Extracted text
╭──

192
   

monitoring Trump and relevant contemporary events

 
 
cicerone imposter
 
  3  
Sat 3 Dec, 2016 01:40 pm
@layman,
And so does "conservative."
I know, because I used to be a registered republiican. Now the line between liberal and conservative is lost.
I'm still a fiscal conservative; the republicans are not.

Republicans are addicted to increasing federal spending.
http://dailysignal.com/2016/03/15/republicans-are-addicted-to-increasing-federal-spending/

http://www.businessinsider.com/government-spending-2011-7


nimh
 
  4  
Sat 3 Dec, 2016 01:52 pm
@layman,
layman wrote:

blatham wrote:

All we can do is try to keep things running without the vituperation and malice. And, of course, resist the temptations ourselves.

Or let your links do it, as a cheese-eaters would, eh?


There's a pretty big distinction between directing one's vituperation at politicians or at fellow users of the site you're on. Politicians are always fair game, left or right.
georgeob1
 
  1  
Sat 3 Dec, 2016 01:56 pm
@blatham,
blatham wrote:

Quote:
To be as clear as possible, it is true that facts are theories,

Not with you on that one, babe. The earth revolves around the sun.

She was paraphrasing Richard Feynman a celebrated, but now deceased physicist who pioneered many elements of modern quantum dynamics and in doing so lived and worked in a world in which the theoretical models of particles, and their elusive energy equivalents was the rule - there at the frontier of physics. There's truth in what she wrote.
0 Replies
 
layman
 
  1  
Sat 3 Dec, 2016 01:59 pm
@cicerone imposter,
cicerone imposter wrote:
I'm still a fiscal conservative; the republicans are not.

Republicans are addicted to increasing federal spending.


I read where the total value of everything in this country--all dow jones/nasdaq stock, all bonds, all bank accounts, all real estate, EVERYTHING, is estimated to be about 50 trillion dollars. Our national debt is 20 trillion.

At "foreclosure sale" prices, our creditors could buy out the whole country, lock, stock, and barrel. Good luck, millenials.

Of course the millenials demand that we import thousands of penniless refugees who will require, and receive, complete financial assistance at public expense so that they can "feel good about themselves."

When viewed in that light their future really is hopeless.
0 Replies
 
layman
 
  0  
Sat 3 Dec, 2016 02:05 pm
@nimh,
nimh wrote:

There's a pretty big distinction between directing one's vituperation at politicians or at fellow users of the site you're on.


If you say so, nimh. I'm not that "sophisticated" my own damn self. To my minute mind, a piece of **** is a piece of ****, wherever it happens to lie.

And I have this terrible tendency to describe things as I see them. The PC cops have about a million warrants out on my sorry ass, ya know?
0 Replies
 
RABEL222
 
  1  
Sat 3 Dec, 2016 02:55 pm
@Lola,
Isent a fact some time a proven theory?
RABEL222
 
  1  
Sat 3 Dec, 2016 02:59 pm
@blatham,
After reading 5 posters in a row telling the same lie its damn hard for me not to comment on the veracity of said posters.
layman
 
  -1  
Sat 3 Dec, 2016 04:06 pm
Posted elsewhere, but perhaps of interest here, too, eh?

Well, maybe there's some hope for the future generation after all, eh? Turns out that not every single one of those OSU students is a cheese-eater.

╰──

Data section
╭──

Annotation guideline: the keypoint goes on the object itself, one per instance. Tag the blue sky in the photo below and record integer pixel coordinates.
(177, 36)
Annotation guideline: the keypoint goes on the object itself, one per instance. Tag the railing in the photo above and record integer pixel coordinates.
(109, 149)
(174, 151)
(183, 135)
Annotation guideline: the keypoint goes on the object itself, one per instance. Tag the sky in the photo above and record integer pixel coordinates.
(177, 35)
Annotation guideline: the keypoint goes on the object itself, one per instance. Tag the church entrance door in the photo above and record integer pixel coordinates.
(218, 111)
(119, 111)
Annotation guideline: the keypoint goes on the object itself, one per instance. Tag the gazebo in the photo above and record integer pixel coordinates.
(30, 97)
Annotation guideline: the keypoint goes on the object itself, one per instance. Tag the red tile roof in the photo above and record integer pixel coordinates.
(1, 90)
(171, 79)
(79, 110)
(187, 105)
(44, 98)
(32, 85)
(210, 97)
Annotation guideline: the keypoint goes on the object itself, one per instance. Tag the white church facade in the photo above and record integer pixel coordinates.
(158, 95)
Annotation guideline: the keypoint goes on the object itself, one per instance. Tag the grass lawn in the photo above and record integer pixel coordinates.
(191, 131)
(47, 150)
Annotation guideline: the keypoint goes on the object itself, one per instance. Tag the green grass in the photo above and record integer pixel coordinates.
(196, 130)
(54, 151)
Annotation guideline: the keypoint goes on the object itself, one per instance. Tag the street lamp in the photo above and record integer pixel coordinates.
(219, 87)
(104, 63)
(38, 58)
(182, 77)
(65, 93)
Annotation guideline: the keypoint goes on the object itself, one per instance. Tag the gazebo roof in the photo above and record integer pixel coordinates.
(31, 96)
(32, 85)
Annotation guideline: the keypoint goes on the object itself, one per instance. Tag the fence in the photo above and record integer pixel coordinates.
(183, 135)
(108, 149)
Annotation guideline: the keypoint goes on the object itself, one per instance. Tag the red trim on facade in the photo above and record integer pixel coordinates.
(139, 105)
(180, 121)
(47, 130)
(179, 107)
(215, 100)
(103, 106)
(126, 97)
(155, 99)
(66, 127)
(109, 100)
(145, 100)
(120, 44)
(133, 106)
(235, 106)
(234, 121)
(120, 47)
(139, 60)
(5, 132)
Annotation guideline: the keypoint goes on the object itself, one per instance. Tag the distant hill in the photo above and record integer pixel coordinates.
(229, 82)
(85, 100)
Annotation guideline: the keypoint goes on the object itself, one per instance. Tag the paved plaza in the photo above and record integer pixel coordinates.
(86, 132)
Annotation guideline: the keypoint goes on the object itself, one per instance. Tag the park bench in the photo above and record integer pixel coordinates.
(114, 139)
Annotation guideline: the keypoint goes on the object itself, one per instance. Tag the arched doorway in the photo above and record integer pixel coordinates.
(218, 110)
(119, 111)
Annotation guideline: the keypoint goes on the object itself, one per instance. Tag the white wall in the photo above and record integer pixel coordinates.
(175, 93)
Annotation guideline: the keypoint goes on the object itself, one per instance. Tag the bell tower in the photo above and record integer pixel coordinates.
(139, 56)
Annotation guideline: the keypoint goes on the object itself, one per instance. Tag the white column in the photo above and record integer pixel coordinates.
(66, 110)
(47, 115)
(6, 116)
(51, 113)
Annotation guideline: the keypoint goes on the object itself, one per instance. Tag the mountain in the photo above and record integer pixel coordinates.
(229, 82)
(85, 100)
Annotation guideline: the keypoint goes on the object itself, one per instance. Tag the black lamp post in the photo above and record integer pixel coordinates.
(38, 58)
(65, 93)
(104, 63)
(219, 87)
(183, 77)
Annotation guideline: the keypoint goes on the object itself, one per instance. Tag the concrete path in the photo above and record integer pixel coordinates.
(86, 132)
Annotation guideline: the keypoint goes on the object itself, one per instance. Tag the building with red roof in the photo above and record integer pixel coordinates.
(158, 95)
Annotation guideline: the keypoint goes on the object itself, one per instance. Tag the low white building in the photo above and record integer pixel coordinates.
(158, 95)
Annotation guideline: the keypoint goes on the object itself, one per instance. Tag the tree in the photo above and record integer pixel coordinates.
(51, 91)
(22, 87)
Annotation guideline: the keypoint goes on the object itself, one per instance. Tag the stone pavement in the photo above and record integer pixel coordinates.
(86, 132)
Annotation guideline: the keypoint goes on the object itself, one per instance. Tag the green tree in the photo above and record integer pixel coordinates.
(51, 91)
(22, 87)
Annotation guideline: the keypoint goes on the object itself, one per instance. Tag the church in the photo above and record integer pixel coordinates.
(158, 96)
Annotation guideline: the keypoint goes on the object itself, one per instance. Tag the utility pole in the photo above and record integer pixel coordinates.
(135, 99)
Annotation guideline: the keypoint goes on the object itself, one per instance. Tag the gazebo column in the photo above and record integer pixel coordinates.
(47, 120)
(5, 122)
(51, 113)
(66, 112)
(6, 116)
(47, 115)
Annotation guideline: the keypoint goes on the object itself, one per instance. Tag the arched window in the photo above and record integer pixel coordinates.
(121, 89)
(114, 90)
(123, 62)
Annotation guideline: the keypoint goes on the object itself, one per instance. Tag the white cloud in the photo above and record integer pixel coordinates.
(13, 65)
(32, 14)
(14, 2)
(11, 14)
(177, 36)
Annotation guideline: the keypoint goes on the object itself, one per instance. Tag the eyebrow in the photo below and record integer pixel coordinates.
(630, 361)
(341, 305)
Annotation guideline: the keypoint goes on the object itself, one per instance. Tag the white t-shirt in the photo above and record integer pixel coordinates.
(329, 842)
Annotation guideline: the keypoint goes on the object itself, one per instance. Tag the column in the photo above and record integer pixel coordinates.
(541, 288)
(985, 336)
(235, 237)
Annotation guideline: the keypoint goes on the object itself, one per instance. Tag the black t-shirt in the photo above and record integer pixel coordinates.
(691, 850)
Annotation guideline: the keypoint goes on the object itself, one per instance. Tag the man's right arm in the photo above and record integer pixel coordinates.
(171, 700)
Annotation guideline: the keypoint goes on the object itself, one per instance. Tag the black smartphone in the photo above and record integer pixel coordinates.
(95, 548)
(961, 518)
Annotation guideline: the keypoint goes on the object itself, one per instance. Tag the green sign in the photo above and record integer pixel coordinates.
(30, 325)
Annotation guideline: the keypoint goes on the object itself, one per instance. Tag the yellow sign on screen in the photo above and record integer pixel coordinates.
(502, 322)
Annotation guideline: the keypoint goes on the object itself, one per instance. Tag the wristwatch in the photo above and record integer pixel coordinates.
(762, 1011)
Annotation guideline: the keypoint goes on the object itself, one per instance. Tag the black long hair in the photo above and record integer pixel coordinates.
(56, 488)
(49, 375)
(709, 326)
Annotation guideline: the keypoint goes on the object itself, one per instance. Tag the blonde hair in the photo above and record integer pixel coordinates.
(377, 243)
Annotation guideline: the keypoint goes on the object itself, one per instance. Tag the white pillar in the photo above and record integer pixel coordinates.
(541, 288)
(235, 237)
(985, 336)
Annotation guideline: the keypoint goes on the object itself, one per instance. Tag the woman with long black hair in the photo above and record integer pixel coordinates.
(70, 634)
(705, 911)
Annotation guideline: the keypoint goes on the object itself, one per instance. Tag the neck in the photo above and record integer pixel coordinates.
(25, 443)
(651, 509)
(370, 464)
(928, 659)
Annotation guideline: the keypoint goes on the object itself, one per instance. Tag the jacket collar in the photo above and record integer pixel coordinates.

╰──

Directions
Reproduce the forum thread's passage starting with "She was paraphrasing" and going on through "what she wrote.", substituting "Niels Bohr" for "Richard Feynman". The rows have no connection to the forum thread.

Exercise output
She was paraphrasing Niels Bohr a celebrated, but now deceased physicist who pioneered many elements of modern quantum dynamics and in doing so lived and worked in a world in which the theoretical models of particles, and their elusive energy equivalents was the rule - there at the frontier of physics. There's truth in what she wrote.